* WHAT THE TASK REQUIRES
From the line that has "Expected behaviour: the pointer locates the red ribbon" down to the final line of the listing below, transcribe every line exactly, and only those.

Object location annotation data
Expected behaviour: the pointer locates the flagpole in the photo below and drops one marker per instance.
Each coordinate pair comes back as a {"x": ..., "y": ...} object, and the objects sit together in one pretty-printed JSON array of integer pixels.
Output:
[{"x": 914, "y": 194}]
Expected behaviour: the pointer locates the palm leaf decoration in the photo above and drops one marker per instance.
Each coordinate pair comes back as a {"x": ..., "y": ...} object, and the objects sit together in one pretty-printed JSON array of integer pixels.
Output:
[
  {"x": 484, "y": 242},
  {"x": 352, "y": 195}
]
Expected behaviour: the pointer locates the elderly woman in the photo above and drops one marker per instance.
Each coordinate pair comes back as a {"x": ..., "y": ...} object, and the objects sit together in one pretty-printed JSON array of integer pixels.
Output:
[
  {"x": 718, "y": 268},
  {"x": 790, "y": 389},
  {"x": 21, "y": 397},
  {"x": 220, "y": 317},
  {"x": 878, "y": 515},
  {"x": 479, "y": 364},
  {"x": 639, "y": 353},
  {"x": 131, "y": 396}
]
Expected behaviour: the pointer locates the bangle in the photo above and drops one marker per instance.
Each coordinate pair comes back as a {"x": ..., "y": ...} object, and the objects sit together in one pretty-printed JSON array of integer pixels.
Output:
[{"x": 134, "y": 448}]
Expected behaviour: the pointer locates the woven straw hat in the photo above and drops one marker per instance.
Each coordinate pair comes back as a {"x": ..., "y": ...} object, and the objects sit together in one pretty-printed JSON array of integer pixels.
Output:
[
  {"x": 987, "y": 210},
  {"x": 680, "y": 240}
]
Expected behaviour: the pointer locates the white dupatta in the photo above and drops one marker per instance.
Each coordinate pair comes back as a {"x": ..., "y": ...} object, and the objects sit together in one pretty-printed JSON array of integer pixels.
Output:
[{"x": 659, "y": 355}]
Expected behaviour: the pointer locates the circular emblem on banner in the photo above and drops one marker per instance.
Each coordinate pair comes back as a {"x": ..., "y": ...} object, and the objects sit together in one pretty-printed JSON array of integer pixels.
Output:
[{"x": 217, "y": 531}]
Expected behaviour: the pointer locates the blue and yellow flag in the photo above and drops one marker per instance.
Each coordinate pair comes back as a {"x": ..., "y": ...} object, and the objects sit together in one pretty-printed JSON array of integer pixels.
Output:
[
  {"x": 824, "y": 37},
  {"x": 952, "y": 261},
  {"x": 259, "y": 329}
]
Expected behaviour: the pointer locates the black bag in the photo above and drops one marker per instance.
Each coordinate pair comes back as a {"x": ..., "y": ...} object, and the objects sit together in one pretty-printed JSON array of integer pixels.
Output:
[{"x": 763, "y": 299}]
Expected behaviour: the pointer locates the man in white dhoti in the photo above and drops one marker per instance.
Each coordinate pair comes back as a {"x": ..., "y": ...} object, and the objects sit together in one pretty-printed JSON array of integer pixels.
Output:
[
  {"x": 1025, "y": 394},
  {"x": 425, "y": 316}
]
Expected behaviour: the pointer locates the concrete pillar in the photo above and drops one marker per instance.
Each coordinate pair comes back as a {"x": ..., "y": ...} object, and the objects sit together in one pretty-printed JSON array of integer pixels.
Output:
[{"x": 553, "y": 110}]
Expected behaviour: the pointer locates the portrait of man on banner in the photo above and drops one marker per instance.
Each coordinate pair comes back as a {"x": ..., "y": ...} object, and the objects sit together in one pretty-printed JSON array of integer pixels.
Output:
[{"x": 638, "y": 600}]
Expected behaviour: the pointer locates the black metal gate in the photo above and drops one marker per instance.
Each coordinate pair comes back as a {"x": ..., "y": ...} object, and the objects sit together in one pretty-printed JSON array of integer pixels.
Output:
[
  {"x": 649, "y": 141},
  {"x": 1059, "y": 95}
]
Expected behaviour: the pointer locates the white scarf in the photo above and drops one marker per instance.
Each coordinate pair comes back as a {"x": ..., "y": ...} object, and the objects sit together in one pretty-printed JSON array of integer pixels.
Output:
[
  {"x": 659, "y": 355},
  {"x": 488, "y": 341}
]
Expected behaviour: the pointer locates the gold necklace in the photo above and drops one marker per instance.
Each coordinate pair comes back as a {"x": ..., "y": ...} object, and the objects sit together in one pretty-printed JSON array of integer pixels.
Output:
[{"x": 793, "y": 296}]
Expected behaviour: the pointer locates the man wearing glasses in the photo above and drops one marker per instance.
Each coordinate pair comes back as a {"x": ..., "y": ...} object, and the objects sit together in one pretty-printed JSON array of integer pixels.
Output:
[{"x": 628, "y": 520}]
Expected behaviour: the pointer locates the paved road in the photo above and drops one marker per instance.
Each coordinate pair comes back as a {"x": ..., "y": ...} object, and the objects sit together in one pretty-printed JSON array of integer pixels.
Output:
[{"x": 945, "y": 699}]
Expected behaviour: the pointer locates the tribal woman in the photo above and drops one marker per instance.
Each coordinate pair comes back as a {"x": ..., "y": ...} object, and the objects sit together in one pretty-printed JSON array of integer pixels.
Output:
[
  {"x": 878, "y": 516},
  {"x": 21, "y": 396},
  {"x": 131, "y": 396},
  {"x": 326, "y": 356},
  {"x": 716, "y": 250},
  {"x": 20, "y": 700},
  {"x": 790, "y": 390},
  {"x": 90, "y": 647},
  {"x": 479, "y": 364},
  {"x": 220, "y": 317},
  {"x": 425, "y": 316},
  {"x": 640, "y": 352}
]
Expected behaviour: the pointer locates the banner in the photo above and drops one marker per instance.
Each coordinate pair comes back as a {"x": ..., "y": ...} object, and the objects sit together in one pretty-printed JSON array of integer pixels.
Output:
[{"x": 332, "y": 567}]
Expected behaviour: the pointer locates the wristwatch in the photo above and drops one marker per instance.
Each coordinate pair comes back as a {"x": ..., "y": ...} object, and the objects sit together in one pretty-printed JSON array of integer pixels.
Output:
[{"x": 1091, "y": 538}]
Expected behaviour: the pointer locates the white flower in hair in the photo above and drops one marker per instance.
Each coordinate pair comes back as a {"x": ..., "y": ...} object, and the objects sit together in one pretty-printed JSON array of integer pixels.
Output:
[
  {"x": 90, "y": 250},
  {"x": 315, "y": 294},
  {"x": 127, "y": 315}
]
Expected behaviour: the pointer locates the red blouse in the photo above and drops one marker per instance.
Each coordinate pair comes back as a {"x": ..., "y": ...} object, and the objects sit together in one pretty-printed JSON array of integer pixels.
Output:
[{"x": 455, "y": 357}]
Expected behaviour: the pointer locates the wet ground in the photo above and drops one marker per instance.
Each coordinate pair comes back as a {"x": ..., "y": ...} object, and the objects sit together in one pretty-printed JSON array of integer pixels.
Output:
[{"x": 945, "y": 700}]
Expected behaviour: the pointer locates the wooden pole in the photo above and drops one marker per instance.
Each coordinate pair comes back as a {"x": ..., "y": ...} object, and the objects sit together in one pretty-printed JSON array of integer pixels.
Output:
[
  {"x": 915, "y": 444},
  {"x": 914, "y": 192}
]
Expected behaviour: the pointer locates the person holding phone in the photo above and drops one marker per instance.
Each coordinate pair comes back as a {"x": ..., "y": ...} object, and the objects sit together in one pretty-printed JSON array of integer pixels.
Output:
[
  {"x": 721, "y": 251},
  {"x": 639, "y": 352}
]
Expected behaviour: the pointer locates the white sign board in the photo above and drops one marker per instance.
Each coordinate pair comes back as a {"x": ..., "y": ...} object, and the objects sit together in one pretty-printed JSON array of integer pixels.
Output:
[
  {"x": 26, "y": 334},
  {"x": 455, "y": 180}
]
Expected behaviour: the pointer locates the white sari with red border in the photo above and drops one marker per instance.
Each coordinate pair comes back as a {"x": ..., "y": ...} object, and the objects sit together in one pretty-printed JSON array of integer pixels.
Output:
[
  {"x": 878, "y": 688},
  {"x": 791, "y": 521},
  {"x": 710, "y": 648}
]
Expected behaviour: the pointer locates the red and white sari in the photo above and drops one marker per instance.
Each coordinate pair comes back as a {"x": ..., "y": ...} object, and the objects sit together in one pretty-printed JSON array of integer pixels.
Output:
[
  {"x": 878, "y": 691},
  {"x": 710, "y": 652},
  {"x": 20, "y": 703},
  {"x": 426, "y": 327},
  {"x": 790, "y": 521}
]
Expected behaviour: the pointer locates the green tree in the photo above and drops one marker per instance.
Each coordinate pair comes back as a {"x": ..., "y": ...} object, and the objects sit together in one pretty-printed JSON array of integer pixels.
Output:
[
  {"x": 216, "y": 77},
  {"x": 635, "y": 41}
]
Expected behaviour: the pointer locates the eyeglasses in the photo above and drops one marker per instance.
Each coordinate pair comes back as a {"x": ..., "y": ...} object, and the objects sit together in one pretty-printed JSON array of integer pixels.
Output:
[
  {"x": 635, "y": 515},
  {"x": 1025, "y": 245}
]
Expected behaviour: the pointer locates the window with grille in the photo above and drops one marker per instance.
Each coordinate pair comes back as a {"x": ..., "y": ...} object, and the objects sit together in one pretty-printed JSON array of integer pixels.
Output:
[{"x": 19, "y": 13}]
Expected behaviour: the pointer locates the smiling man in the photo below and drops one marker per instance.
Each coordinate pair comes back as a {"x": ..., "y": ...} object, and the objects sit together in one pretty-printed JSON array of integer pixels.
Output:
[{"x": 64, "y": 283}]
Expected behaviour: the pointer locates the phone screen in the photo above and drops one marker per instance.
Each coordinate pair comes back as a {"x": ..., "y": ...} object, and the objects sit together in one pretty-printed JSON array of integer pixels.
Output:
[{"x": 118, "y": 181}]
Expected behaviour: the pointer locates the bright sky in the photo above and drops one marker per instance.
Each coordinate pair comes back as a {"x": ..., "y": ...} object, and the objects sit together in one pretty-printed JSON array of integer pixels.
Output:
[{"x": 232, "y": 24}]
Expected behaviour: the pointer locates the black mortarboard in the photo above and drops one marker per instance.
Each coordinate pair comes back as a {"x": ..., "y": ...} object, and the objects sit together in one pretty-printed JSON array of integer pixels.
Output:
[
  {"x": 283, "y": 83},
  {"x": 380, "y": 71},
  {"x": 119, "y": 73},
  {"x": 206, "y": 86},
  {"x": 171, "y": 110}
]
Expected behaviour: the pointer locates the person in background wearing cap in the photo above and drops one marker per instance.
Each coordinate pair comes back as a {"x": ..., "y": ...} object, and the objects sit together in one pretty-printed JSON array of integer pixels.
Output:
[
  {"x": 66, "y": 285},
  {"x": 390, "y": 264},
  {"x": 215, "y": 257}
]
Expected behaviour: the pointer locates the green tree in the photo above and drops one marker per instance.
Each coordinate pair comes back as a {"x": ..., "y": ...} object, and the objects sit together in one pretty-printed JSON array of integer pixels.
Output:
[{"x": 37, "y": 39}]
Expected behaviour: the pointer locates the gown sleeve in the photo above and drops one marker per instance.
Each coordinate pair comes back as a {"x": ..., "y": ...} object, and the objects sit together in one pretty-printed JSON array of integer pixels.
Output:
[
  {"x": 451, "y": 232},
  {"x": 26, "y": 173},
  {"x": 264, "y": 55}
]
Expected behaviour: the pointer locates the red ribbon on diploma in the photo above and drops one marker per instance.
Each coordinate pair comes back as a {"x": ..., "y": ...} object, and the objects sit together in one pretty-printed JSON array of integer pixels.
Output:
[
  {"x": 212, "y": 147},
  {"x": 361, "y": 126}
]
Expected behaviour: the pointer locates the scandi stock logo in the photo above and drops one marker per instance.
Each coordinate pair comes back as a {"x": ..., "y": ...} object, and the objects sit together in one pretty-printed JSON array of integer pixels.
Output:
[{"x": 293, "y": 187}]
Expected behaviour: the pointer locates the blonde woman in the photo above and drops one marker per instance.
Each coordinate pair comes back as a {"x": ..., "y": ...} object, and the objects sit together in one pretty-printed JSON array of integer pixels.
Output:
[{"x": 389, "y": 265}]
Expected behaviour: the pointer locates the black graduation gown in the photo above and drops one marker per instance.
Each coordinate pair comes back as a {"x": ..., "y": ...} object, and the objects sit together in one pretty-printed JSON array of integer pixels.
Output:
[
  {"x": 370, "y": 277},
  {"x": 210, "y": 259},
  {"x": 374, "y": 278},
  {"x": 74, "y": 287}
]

* THE COMPLETED TASK
Expected behaviour: the pointer locates the red ribbon on diploma in the photo above and drops one marker per instance.
Each coordinate pair comes back as a {"x": ..., "y": ...} object, and the objects sit together in one pretty-printed JSON array of integer pixels.
Output:
[
  {"x": 212, "y": 147},
  {"x": 361, "y": 126}
]
Expected behaviour: the pointer locates the scandi stock logo in the photo above and drops one marker per instance.
Each coordinate pair comes back as a {"x": ..., "y": ...} object, and the objects sit together in one pretty-printed JSON array of integer pixels.
Output:
[{"x": 293, "y": 187}]
Expected behaviour: the pointer locates the blonde woman in the photo above and drops one marker per instance.
Each coordinate pair comes back as a {"x": ..., "y": ...} object, and the objects sit together in one pretty-printed JSON array of integer pixels.
Output:
[{"x": 389, "y": 265}]
Expected behaviour: the pointer locates the black graduation gown in the photo above and drops one marker per instance.
Each coordinate pair comes back as a {"x": ..., "y": ...} object, and the objects sit together in one pretty-printed JSON array of integer pixels.
Output:
[
  {"x": 370, "y": 277},
  {"x": 210, "y": 259},
  {"x": 374, "y": 278},
  {"x": 74, "y": 287}
]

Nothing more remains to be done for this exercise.